Your objective
Pull each line with the string "surface" from the entries.

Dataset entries

'''

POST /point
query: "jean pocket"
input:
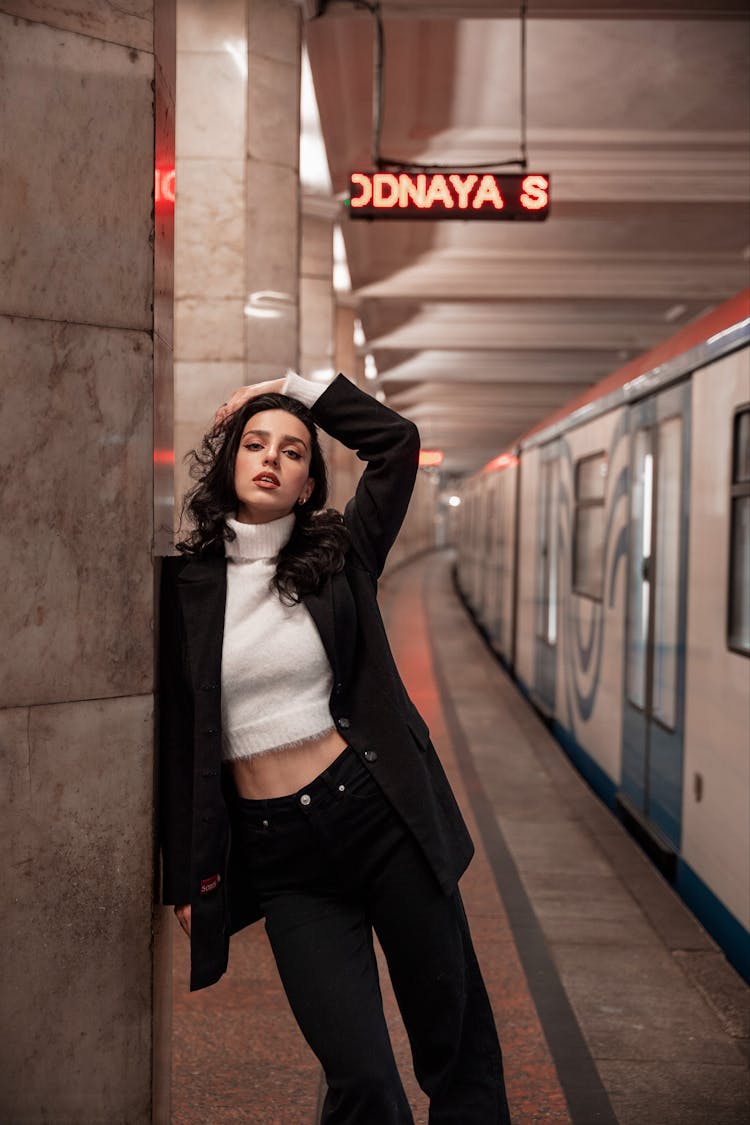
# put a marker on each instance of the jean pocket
(361, 786)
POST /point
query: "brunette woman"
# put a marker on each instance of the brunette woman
(298, 782)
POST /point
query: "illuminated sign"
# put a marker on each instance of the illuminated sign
(449, 195)
(503, 461)
(164, 186)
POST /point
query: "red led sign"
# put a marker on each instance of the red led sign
(449, 195)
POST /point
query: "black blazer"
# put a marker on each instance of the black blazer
(368, 701)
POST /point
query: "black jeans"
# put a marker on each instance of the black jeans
(330, 864)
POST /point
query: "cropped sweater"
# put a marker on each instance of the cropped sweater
(276, 676)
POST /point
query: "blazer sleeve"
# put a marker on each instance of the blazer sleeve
(390, 447)
(174, 745)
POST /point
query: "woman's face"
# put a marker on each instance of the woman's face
(271, 470)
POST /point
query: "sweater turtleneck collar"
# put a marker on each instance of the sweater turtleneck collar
(258, 540)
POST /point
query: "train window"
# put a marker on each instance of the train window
(739, 574)
(547, 595)
(588, 529)
(667, 576)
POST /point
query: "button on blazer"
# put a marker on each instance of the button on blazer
(368, 700)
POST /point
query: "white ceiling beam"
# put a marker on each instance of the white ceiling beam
(496, 275)
(486, 325)
(601, 165)
(503, 367)
(539, 9)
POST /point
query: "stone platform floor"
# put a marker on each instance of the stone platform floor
(612, 1002)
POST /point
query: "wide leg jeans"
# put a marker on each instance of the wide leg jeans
(330, 865)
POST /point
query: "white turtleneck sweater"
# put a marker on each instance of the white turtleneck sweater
(276, 676)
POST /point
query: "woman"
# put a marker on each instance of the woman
(297, 781)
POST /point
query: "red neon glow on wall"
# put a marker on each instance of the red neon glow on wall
(164, 186)
(450, 195)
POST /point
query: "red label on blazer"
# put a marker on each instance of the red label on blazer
(209, 884)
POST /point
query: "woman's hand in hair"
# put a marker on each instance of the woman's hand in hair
(183, 917)
(242, 395)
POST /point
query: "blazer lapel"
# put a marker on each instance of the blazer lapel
(201, 588)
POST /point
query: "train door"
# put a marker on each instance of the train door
(657, 597)
(548, 577)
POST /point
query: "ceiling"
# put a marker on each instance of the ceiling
(479, 330)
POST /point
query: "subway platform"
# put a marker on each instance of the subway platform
(612, 1002)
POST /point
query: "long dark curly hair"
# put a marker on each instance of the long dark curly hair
(319, 538)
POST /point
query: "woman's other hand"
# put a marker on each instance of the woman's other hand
(243, 395)
(183, 917)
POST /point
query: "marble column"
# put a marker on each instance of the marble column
(82, 347)
(237, 205)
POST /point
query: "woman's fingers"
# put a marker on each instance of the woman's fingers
(242, 395)
(183, 917)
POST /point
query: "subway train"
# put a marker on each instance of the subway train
(606, 558)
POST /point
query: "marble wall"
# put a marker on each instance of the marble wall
(86, 342)
(237, 205)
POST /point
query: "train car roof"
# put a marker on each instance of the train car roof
(704, 340)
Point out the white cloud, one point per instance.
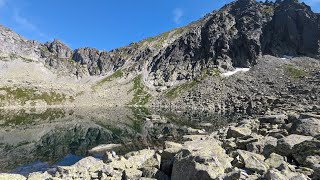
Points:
(177, 15)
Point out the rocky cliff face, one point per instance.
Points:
(234, 36)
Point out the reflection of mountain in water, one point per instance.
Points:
(50, 135)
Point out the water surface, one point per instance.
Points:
(37, 140)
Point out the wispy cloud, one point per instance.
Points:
(177, 15)
(2, 3)
(23, 22)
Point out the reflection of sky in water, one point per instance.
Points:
(39, 166)
(61, 137)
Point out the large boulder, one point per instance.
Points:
(265, 145)
(275, 160)
(274, 119)
(285, 145)
(251, 161)
(308, 126)
(237, 132)
(202, 159)
(167, 156)
(6, 176)
(307, 153)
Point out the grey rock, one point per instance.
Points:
(286, 144)
(251, 161)
(307, 153)
(265, 145)
(308, 126)
(275, 160)
(203, 159)
(237, 132)
(274, 119)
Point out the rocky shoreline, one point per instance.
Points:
(281, 146)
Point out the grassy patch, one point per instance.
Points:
(24, 94)
(115, 75)
(294, 73)
(140, 96)
(23, 118)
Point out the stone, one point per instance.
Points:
(6, 176)
(285, 145)
(235, 174)
(265, 145)
(306, 171)
(251, 161)
(274, 119)
(316, 174)
(151, 172)
(167, 156)
(275, 160)
(307, 127)
(202, 159)
(38, 176)
(104, 147)
(307, 153)
(169, 144)
(144, 158)
(274, 174)
(132, 174)
(237, 132)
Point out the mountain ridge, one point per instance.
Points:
(240, 34)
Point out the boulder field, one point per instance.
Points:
(272, 147)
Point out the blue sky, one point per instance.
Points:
(103, 24)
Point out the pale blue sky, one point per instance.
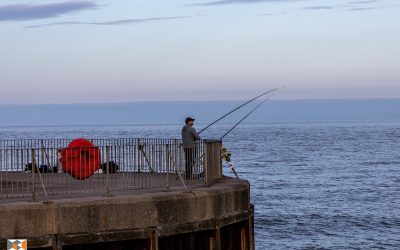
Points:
(130, 50)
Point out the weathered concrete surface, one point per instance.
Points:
(126, 217)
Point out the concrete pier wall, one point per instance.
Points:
(215, 217)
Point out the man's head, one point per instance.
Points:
(189, 121)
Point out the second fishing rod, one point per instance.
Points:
(239, 107)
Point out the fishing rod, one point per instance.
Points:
(244, 118)
(238, 107)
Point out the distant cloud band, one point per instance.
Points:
(115, 22)
(23, 12)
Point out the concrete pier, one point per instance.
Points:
(218, 216)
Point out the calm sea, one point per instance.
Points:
(314, 185)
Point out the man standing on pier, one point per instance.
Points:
(189, 137)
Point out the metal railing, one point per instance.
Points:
(42, 169)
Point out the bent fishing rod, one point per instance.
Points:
(245, 117)
(238, 107)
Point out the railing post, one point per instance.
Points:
(108, 170)
(33, 175)
(167, 164)
(213, 162)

'''

Exercise result
Point out the water surface, one point per instance.
Point out the weathered concrete surface, one point per instance.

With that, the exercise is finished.